- [Task objective]: Find each line in the data below that contains the word "hair", and copy every such line in full.

- [Data shown]:
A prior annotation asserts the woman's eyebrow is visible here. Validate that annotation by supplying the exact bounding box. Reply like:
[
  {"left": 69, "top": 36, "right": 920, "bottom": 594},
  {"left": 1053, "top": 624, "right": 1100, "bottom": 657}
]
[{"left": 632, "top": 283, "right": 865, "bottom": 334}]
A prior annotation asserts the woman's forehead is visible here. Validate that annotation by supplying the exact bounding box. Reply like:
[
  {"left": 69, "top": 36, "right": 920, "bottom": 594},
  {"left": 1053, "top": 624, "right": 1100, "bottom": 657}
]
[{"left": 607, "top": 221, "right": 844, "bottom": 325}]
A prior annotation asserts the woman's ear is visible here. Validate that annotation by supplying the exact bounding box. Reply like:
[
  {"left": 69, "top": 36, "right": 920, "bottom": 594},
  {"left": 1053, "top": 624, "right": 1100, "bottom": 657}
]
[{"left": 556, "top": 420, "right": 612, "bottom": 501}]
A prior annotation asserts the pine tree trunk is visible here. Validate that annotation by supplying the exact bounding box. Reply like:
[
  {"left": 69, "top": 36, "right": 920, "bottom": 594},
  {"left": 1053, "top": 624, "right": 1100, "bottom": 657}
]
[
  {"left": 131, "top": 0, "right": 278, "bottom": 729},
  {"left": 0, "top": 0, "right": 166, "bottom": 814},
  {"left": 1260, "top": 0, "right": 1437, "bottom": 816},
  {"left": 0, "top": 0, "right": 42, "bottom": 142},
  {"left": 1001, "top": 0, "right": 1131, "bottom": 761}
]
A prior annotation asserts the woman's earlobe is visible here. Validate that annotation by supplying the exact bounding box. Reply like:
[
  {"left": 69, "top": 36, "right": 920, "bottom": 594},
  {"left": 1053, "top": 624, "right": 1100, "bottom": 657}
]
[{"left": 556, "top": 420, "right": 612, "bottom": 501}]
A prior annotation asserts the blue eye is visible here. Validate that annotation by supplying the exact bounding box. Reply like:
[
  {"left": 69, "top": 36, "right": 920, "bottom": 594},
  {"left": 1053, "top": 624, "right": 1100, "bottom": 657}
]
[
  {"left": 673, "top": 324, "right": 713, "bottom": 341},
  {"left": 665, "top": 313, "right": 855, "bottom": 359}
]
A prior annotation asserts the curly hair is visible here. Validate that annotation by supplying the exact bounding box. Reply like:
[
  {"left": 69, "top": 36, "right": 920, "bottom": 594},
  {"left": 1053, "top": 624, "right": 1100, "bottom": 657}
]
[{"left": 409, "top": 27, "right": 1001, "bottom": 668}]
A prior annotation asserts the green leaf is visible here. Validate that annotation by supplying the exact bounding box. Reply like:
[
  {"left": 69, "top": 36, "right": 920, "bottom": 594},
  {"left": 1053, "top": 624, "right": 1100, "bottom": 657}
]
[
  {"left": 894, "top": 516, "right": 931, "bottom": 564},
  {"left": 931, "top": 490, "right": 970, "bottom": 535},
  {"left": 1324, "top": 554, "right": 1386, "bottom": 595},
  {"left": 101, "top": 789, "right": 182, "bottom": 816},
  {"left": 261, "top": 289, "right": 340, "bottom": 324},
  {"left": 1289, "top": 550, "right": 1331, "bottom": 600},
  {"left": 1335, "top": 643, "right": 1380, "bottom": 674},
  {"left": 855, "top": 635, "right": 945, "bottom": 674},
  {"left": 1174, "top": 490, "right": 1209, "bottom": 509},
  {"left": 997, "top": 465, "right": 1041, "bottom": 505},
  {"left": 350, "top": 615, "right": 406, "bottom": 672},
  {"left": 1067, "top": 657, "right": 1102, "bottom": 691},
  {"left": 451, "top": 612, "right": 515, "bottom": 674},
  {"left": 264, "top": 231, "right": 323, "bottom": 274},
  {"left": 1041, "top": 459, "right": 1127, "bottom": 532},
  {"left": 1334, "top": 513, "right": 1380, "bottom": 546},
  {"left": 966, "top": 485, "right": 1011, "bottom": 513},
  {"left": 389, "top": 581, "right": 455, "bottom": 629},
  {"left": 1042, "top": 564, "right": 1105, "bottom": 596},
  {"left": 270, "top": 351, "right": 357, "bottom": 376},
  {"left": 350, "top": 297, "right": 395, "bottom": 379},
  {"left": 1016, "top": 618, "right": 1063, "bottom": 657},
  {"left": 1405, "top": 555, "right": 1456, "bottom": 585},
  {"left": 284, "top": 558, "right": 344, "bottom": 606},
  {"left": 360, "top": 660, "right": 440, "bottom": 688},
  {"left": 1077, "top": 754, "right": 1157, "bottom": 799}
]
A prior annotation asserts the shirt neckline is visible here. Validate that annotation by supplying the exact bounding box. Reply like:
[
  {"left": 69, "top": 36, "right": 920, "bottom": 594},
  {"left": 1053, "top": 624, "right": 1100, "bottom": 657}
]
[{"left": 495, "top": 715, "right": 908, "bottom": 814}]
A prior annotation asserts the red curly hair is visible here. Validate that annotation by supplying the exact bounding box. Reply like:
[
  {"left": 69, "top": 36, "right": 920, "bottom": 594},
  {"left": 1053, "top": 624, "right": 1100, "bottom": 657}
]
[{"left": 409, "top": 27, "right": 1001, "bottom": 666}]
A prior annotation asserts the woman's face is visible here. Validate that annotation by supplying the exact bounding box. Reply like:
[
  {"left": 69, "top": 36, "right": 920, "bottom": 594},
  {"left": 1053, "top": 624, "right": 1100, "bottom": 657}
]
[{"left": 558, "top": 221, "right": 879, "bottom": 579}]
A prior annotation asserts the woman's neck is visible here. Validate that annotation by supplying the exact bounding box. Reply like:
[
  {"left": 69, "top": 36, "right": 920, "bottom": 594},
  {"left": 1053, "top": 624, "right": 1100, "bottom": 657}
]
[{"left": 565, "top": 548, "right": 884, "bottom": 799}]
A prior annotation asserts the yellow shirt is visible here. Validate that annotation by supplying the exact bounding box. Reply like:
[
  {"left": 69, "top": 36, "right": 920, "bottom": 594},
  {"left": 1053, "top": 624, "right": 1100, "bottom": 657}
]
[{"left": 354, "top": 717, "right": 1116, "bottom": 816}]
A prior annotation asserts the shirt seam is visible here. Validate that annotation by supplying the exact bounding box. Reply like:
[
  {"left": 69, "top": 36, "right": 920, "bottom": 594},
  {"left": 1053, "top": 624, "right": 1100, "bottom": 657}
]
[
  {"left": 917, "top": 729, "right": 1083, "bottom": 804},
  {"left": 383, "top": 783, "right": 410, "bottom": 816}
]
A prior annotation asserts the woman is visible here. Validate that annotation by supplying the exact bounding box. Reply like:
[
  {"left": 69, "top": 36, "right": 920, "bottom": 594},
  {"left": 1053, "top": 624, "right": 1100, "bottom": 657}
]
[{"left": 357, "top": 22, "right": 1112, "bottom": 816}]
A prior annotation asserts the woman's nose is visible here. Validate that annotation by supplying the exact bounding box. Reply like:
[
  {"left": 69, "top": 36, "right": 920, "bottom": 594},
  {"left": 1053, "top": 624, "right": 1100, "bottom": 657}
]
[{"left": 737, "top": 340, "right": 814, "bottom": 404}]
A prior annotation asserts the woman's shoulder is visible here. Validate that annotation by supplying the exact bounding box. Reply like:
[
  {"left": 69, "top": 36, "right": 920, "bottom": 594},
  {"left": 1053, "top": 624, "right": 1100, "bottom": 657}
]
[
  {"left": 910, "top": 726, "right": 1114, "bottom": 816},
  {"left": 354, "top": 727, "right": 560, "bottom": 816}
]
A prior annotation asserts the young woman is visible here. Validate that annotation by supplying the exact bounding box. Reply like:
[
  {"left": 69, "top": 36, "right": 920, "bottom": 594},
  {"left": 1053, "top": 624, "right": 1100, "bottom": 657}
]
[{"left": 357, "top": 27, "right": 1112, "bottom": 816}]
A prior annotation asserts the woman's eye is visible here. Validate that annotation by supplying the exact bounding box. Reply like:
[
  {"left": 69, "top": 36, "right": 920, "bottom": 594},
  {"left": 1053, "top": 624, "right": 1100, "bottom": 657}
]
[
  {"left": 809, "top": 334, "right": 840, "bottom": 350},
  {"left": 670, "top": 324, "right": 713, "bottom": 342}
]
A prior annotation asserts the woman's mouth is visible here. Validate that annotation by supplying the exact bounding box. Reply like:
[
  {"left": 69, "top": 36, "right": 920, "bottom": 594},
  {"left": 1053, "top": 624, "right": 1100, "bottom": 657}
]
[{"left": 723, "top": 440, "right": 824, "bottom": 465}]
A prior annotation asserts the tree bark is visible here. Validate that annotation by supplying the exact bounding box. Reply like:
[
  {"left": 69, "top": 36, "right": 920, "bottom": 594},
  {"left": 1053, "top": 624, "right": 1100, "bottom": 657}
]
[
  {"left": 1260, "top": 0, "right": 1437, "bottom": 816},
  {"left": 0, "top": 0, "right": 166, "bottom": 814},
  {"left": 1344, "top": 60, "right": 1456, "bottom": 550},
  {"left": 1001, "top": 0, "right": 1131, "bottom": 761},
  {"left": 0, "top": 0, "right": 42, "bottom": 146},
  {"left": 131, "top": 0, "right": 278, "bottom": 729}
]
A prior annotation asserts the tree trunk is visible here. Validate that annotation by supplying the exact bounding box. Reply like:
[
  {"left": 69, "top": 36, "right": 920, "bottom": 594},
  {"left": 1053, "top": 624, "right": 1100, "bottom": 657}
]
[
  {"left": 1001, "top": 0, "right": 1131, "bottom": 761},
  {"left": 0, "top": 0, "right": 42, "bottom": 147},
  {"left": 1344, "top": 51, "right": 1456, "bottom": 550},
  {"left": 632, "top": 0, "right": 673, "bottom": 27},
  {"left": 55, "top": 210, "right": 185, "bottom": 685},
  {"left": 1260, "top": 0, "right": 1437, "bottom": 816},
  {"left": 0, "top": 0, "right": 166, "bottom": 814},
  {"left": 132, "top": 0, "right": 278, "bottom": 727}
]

...

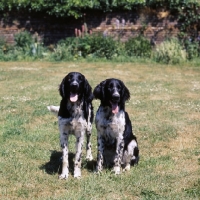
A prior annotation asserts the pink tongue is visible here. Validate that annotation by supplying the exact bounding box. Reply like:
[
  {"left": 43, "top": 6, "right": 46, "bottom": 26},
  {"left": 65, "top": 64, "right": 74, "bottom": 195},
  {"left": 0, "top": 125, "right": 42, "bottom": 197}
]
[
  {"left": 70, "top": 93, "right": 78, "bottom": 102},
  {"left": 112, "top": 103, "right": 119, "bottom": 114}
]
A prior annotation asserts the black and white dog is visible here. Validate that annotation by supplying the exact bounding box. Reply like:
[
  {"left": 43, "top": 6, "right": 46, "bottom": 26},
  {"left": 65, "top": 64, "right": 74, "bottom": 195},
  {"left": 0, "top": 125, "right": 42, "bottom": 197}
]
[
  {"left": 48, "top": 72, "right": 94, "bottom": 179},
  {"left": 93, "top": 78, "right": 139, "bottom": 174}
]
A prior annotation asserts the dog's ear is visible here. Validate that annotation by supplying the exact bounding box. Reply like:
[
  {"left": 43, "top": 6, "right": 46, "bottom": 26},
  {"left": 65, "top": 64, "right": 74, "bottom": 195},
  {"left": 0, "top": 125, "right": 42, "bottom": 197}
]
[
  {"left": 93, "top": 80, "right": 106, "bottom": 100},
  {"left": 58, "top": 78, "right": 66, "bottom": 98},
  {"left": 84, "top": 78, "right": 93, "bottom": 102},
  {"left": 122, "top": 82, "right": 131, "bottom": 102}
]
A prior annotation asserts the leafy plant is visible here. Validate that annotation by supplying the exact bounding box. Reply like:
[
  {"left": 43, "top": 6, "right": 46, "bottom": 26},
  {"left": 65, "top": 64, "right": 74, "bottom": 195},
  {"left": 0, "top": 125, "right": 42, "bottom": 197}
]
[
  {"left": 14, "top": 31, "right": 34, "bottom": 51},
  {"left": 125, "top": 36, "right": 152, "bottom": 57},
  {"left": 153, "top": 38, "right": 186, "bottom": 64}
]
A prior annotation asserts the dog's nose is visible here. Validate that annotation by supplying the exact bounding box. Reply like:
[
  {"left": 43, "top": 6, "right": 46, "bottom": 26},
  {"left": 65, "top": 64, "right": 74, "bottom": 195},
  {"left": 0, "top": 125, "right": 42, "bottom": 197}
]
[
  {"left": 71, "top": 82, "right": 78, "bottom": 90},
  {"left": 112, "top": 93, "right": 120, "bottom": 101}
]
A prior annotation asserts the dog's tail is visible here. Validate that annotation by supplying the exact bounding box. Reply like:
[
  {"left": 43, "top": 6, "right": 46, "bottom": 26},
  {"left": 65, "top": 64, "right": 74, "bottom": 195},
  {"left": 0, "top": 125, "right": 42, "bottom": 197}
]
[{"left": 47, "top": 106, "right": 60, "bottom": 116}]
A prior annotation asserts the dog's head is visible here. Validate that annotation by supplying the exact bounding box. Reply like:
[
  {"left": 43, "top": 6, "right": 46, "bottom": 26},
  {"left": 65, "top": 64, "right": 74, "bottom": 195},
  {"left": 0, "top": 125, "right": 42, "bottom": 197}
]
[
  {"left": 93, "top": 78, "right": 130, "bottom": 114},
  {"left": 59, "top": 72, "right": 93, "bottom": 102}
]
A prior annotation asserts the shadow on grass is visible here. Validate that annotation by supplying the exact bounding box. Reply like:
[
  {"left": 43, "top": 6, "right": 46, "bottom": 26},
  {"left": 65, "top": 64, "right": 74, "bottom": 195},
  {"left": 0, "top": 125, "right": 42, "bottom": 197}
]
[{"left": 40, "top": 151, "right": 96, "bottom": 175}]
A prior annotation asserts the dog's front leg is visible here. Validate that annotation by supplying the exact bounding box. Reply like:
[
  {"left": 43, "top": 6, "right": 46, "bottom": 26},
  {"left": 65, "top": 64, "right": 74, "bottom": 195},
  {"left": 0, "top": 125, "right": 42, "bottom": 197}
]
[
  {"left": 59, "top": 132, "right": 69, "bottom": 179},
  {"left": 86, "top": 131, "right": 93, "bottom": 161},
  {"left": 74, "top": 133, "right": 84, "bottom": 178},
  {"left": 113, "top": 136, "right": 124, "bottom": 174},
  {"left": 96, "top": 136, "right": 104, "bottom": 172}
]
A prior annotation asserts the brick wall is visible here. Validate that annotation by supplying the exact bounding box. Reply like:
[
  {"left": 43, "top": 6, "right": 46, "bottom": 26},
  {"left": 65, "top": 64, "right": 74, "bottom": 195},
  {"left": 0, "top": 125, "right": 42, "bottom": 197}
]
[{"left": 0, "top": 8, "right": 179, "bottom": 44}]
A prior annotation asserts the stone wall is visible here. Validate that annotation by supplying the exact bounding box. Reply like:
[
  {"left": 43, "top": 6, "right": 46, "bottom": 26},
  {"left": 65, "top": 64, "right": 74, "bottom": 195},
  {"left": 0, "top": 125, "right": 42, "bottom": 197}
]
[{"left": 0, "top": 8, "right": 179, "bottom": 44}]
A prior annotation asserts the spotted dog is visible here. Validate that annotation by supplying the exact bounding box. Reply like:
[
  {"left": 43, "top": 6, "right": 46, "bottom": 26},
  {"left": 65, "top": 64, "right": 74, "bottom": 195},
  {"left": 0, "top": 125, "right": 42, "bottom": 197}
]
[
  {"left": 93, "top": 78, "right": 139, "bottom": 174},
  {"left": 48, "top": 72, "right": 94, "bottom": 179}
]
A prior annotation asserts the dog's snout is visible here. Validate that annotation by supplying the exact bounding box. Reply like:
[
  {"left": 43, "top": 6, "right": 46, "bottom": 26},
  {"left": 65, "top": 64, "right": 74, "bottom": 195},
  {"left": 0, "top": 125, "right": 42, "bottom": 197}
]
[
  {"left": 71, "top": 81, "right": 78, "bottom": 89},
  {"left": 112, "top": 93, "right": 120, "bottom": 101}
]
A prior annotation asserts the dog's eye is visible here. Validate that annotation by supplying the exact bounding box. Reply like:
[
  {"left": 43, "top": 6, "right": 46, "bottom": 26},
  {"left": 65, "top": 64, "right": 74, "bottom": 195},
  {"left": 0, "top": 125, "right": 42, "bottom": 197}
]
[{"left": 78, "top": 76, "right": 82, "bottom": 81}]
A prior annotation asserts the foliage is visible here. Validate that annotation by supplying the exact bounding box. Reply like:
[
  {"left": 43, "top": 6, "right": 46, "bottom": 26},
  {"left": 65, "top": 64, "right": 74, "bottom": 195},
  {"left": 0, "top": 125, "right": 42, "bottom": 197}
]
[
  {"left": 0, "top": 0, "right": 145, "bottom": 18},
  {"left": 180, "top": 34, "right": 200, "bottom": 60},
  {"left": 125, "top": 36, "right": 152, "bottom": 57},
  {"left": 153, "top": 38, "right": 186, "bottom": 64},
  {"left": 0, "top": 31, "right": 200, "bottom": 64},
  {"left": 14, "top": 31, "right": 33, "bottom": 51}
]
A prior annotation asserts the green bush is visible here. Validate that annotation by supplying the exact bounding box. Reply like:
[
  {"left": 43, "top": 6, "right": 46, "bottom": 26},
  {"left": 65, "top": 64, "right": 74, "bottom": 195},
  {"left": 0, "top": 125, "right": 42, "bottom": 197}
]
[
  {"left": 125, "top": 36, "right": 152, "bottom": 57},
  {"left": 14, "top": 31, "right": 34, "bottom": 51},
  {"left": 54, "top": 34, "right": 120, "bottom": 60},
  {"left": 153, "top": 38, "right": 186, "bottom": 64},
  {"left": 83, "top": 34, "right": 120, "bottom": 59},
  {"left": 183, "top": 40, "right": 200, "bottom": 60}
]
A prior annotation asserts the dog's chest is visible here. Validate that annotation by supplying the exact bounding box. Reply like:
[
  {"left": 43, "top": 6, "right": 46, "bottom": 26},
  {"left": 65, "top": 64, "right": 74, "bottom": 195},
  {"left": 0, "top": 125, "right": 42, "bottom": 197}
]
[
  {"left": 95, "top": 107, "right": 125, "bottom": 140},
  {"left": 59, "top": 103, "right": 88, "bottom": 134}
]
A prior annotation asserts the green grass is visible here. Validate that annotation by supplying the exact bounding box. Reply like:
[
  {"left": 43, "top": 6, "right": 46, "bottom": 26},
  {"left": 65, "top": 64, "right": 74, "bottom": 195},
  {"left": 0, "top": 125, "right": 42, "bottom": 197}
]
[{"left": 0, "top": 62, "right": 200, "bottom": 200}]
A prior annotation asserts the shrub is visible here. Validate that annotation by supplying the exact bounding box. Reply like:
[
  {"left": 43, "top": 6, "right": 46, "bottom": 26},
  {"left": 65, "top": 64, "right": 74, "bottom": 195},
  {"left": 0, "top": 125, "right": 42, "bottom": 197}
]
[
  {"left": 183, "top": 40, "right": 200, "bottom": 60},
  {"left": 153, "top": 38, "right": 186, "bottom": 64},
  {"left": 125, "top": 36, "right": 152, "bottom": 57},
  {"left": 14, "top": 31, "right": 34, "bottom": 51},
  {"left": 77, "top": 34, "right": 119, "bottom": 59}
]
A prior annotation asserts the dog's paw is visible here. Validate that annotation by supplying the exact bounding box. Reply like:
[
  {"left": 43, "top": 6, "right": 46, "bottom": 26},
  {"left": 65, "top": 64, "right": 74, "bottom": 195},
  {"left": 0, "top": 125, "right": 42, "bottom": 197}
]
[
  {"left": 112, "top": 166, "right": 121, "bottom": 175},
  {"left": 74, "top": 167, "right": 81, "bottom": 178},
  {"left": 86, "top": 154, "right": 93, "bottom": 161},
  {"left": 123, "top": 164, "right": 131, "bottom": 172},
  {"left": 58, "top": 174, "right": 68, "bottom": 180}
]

- [Output of the exercise]:
A prior annotation asserts the curly hair is visible here. Validate that annotation by supplying the exact bounding box. Reply like:
A prior annotation asserts the red curly hair is visible here. Validate that annotation by supplying the exact bounding box. Reply like:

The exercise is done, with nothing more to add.